Collected data entries

Segment Open

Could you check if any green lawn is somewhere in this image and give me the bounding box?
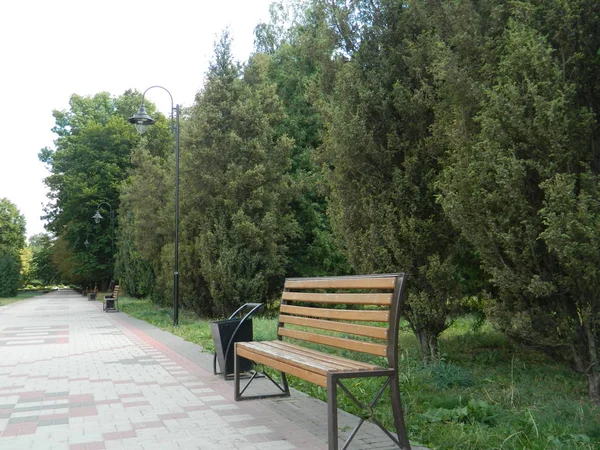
[116,297,599,450]
[0,291,46,307]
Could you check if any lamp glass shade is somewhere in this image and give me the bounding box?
[93,211,103,223]
[128,105,155,135]
[84,239,90,247]
[135,123,150,134]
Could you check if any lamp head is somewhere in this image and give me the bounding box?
[128,105,155,134]
[92,211,103,224]
[84,238,90,247]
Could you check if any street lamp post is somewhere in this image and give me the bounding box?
[129,86,180,327]
[92,202,115,276]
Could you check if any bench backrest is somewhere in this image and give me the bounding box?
[278,273,406,368]
[111,285,120,298]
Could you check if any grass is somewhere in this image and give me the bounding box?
[0,291,46,306]
[114,297,599,449]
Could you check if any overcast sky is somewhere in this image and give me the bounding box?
[0,0,274,238]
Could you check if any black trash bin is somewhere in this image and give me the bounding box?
[211,318,253,377]
[210,303,263,379]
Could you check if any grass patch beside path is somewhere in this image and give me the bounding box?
[0,291,45,306]
[116,297,276,352]
[114,298,599,450]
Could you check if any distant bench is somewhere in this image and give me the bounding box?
[103,285,120,312]
[234,273,411,450]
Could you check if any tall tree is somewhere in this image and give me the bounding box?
[29,233,58,285]
[39,91,143,286]
[0,198,26,255]
[320,0,476,359]
[0,198,26,296]
[180,31,297,316]
[437,2,600,403]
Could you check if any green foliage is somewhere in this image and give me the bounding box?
[539,172,600,296]
[0,198,26,295]
[20,247,33,286]
[425,360,476,389]
[0,251,21,297]
[116,116,173,305]
[28,233,58,285]
[421,399,501,428]
[0,198,26,256]
[254,1,351,278]
[114,210,155,298]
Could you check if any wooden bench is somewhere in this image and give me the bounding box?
[234,273,411,450]
[103,285,120,312]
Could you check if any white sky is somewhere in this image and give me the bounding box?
[0,0,274,238]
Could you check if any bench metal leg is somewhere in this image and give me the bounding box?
[234,346,289,401]
[390,372,411,449]
[327,373,339,450]
[328,371,411,450]
[104,298,117,312]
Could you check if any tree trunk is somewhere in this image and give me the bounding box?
[582,310,600,405]
[587,371,600,406]
[415,329,439,362]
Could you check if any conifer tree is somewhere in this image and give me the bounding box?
[436,2,600,402]
[180,32,297,315]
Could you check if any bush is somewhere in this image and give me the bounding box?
[0,251,20,297]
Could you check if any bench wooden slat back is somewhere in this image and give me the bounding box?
[278,273,406,362]
[281,292,392,306]
[280,304,389,322]
[279,315,388,339]
[284,276,397,290]
[279,328,388,357]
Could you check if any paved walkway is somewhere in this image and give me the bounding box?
[0,290,425,450]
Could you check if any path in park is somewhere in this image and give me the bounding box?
[0,290,426,450]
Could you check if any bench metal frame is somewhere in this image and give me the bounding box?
[233,273,411,450]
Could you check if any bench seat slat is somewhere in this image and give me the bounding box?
[278,328,388,357]
[238,341,361,373]
[237,341,383,387]
[262,341,383,370]
[285,275,398,290]
[279,314,388,340]
[237,343,328,387]
[280,304,389,322]
[281,292,392,306]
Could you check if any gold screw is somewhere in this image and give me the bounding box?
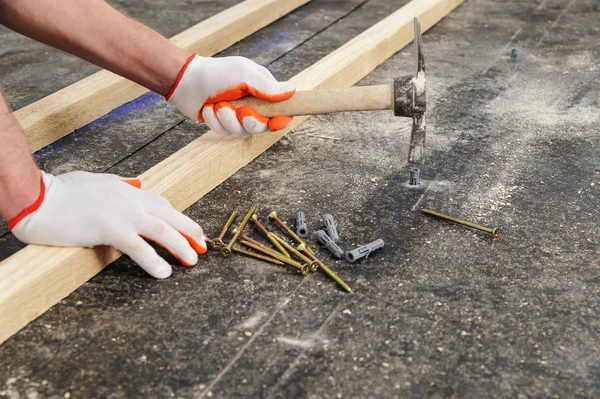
[295,243,351,292]
[318,262,353,293]
[240,239,310,276]
[270,233,319,270]
[269,211,315,255]
[232,247,285,266]
[212,210,238,248]
[296,243,351,292]
[297,243,320,271]
[221,208,256,257]
[421,208,499,238]
[239,233,279,255]
[251,214,291,258]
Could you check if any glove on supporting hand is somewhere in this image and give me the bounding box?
[167,54,295,137]
[9,171,206,279]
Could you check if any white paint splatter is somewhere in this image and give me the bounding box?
[276,335,324,349]
[238,311,267,330]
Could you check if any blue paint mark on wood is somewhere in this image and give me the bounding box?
[34,92,165,157]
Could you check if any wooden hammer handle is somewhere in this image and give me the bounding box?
[230,84,394,117]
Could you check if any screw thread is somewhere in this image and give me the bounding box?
[232,247,285,266]
[421,209,499,237]
[218,210,239,240]
[318,263,352,293]
[252,216,291,257]
[270,233,314,265]
[222,208,256,256]
[240,239,307,273]
[269,212,315,255]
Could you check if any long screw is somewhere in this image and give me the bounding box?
[318,263,353,293]
[297,242,321,270]
[221,207,256,257]
[421,208,499,238]
[251,214,291,258]
[297,242,352,293]
[269,211,315,255]
[240,236,288,260]
[240,239,310,276]
[270,233,319,270]
[239,233,279,254]
[212,210,238,248]
[232,247,285,266]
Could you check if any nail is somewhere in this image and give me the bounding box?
[212,210,238,248]
[240,239,310,276]
[270,233,319,270]
[269,211,315,255]
[232,247,285,266]
[421,208,499,238]
[251,214,291,258]
[221,208,256,257]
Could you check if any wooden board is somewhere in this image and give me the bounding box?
[13,0,312,153]
[0,0,466,345]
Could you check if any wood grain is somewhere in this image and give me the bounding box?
[230,85,394,117]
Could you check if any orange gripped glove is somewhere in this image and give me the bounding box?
[166,54,296,138]
[8,171,207,279]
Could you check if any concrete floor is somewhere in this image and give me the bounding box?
[1,0,599,398]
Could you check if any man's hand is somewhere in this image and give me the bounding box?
[8,171,207,279]
[0,0,295,137]
[167,55,296,138]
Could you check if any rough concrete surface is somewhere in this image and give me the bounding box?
[1,0,599,398]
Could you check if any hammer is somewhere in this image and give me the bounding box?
[232,18,427,164]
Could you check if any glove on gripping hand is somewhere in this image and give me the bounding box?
[167,54,295,137]
[8,171,207,279]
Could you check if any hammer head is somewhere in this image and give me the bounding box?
[393,18,427,164]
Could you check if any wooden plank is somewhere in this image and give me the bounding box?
[14,0,312,153]
[0,0,466,345]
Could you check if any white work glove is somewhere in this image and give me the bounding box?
[8,171,207,279]
[166,54,296,137]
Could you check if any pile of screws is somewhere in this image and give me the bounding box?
[206,209,352,293]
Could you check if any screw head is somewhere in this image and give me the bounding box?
[297,242,306,251]
[310,261,320,272]
[300,264,310,276]
[221,247,232,257]
[211,238,224,248]
[492,228,500,238]
[268,211,278,219]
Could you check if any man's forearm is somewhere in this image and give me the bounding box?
[0,92,41,222]
[0,0,190,96]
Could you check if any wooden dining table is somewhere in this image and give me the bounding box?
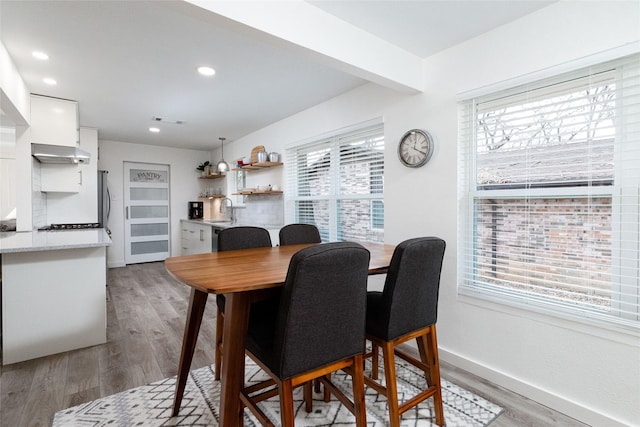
[165,241,396,427]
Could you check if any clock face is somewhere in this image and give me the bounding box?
[398,129,433,168]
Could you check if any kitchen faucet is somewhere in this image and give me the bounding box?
[219,197,234,223]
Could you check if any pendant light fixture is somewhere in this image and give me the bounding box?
[215,137,230,173]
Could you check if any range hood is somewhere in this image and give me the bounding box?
[31,143,91,164]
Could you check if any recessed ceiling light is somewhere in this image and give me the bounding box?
[197,66,216,77]
[43,77,57,85]
[32,51,49,60]
[149,127,160,133]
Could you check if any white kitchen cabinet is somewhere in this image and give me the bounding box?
[30,94,79,147]
[40,127,98,195]
[40,163,82,192]
[45,128,99,223]
[181,220,213,255]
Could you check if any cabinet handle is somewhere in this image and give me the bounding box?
[200,229,204,241]
[78,170,83,185]
[126,206,129,219]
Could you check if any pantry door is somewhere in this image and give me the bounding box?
[124,162,171,264]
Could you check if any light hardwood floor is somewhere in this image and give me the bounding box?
[0,262,588,427]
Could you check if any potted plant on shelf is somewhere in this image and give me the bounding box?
[197,161,211,176]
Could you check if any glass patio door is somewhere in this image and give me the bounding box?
[124,162,170,264]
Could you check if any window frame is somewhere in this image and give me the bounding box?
[285,122,384,243]
[457,54,640,333]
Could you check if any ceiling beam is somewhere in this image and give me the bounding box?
[182,0,424,94]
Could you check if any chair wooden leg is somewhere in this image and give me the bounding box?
[414,327,444,426]
[351,354,367,427]
[323,374,331,402]
[280,379,295,427]
[426,327,444,426]
[304,381,313,412]
[371,342,379,380]
[214,310,224,380]
[382,341,401,427]
[416,333,431,384]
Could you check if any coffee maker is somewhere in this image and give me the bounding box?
[188,201,204,219]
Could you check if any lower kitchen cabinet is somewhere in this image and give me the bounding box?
[181,220,213,255]
[2,246,107,365]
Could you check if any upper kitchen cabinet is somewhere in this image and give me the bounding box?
[40,127,97,194]
[30,94,79,147]
[44,127,99,223]
[39,163,82,192]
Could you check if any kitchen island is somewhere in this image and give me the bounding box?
[0,229,111,364]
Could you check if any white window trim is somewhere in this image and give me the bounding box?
[285,121,384,243]
[457,53,640,335]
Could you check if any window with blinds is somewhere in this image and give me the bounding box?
[285,123,384,243]
[458,53,640,330]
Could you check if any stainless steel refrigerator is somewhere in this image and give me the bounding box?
[98,170,111,236]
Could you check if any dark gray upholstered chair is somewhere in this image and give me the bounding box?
[217,226,272,251]
[240,242,371,427]
[365,237,446,427]
[278,223,324,396]
[278,223,321,246]
[214,226,272,380]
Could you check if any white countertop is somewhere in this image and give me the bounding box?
[0,229,111,254]
[181,218,283,230]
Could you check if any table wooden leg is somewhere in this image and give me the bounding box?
[172,288,208,416]
[219,292,251,427]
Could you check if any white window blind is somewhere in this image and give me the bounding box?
[285,123,384,243]
[458,53,640,330]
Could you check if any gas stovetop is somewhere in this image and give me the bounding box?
[38,223,102,231]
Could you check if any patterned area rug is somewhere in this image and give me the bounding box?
[53,356,502,426]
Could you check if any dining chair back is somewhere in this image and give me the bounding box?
[218,226,272,251]
[278,223,321,246]
[214,226,273,380]
[241,242,371,427]
[365,236,446,427]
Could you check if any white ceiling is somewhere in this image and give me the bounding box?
[0,0,554,151]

Segment Closed

_Task brief_
Write out, without alteration, the line that contains "Could you check if any gas" and all subsequent lines down to the end of the data above.

_Exercise result_
Could you check if any gas stovetop is somewhere in this image and give me the bounding box?
[38,223,102,231]
Could you check if any patterned area rug is somewhere in this image and give me the bounding box?
[53,356,502,426]
Could you check if any dining chair back is somewhere in this image and give me the bounding box?
[218,226,272,251]
[278,223,321,246]
[214,226,273,380]
[241,242,371,427]
[365,236,446,427]
Could you check if any white ceiling is somewhere in this image and give me the bounding box?
[0,0,554,151]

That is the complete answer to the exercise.